_Document segment_
----------------------------------------
Wednesday, February 19, 2014


Editorial-


Sri Lankans are a creative lot in spite of their many failings. Their penchant for coining sobriquets for the animate and the inanimate alike is amazing. A tiny van is popularly known as One Shot because it is said to have zero chance of surviving a major accident. Another van is called Sadahatama Oba Mage—‘You are mine forever’—because it has no second-hand market. Maga Maruwa (‘road death’) is the nickname for the death-dealing private bus. A ubiquitous scooter popular among women has come to be dubbed ‘divorce bike’ in the southern province because some riders allegedly use it for extracurricular activities, as it were, and get found out.

Whether scooters are responsible for divorce we really don’t know. But, there is a vehicle for divorce we know of. It is political power which drives the wielders thereof mad by enhancing their libido and blinding them with lust. In this part of the world, social stigma attached to divorce usually prevents lecherous political leaders who pretend to be model husbands and fathers from ditching their wives for younger women, but in the West, where divorce is as common as marriage, politicians and their spouses at the end of their tether, kiss/fight and part.

Latest wire service dispatches speculate Russian President Vladimir Putin (61), who divorced his wife only last year, has married an Olympic gymnast, Alina Kabayeva. The world is agog for more news about them as initial reports are rather sketchy. What has kept the rumour mill working overtime is that Putin and the gymnast have been sighted with wedding rings albeit at two different venues. It is a case of putting two rings together, eh? US President Bill Clinton had no affair with any gymnast, but he turned the Oval Office into a gymnasium of sex and got caught with his pants down at a much younger age.
----------------------------------------
_Listing_
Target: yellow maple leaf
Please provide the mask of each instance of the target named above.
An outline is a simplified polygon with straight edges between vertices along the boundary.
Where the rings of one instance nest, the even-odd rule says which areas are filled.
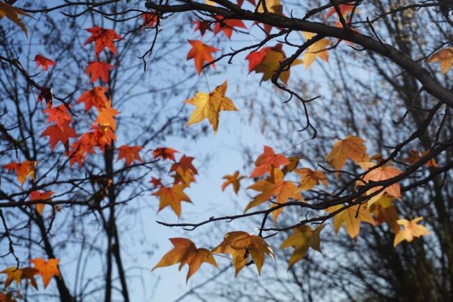
[[[321,231],[324,228],[325,225],[318,225],[313,230],[309,225],[301,225],[293,229],[294,233],[286,238],[280,249],[294,247],[294,251],[289,258],[289,267],[294,265],[295,262],[305,257],[309,248],[312,248],[318,252],[321,252],[321,238],[319,237]]]
[[[203,262],[209,263],[217,267],[215,259],[211,252],[203,248],[197,248],[195,244],[187,238],[170,238],[174,246],[162,257],[153,271],[158,267],[169,267],[179,263],[181,271],[184,265],[189,266],[186,282],[200,268]]]
[[[333,213],[343,207],[342,205],[328,207],[326,211]],[[337,214],[333,218],[333,227],[335,234],[344,223],[344,228],[351,238],[355,239],[360,231],[360,222],[364,221],[374,225],[371,215],[364,205],[355,205],[349,207]]]
[[[325,161],[335,170],[341,170],[347,159],[356,163],[369,161],[364,142],[360,137],[352,135],[337,141],[332,151],[325,157]]]
[[[185,103],[197,106],[189,118],[187,126],[200,122],[207,118],[213,126],[214,133],[217,133],[219,113],[238,111],[233,101],[225,96],[228,84],[225,81],[210,93],[197,93],[194,97],[184,101]]]
[[[444,48],[433,54],[428,58],[428,63],[439,62],[440,72],[445,74],[453,65],[453,47]]]
[[[307,31],[303,31],[302,33],[307,40],[309,40],[316,35],[316,33],[309,33]],[[305,65],[305,69],[308,69],[308,67],[310,67],[313,62],[314,62],[314,59],[316,58],[319,58],[321,60],[324,60],[325,61],[328,62],[329,51],[326,49],[326,48],[330,45],[330,41],[326,38],[323,38],[310,45],[305,51],[304,56],[302,58],[304,65]]]
[[[275,257],[272,249],[263,238],[243,231],[227,233],[223,241],[211,252],[231,254],[233,256],[233,264],[236,269],[235,277],[245,267],[250,255],[256,265],[259,274],[261,273],[266,254]]]
[[[409,221],[407,219],[399,219],[397,223],[404,227],[404,230],[400,230],[397,233],[393,241],[393,246],[397,246],[403,240],[410,242],[414,237],[420,237],[423,235],[429,234],[429,231],[424,226],[419,225],[417,223],[423,219],[423,217],[417,217]]]

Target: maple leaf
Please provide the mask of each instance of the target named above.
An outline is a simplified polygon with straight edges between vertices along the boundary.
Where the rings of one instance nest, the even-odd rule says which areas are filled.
----------------------------------------
_Short exercise A_
According to the editorial, what nickname is given to the private bus?
_Short exercise B_
Translate this sentence from the editorial into Spanish: "A tiny van is popularly known as One Shot because it is said to have zero chance of surviving a major accident."
_Short exercise C_
Rewrite the stretch of the editorial from "Latest wire service" through "much younger age.", putting "matching rings" in place of "wedding rings".

_Complete response A_
Maga Maruwa, meaning "road death."

_Complete response B_
Una pequeña furgoneta es conocida popularmente como One Shot porque se dice que no tiene ninguna posibilidad de sobrevivir a un accidente grave.

_Complete response C_
Latest wire service dispatches speculate Russian President Vladimir Putin (61), who divorced his wife only last year, has married an Olympic gymnast, Alina Kabayeva. The world is agog for more news about them as initial reports are rather sketchy. What has kept the rumour mill working overtime is that Putin and the gymnast have been sighted with matching rings albeit at two different venues. It is a case of putting two rings together, eh? US President Bill Clinton had no affair with any gymnast, but he turned the Oval Office into a gymnasium of sex and got caught with his pants down at a much younger age.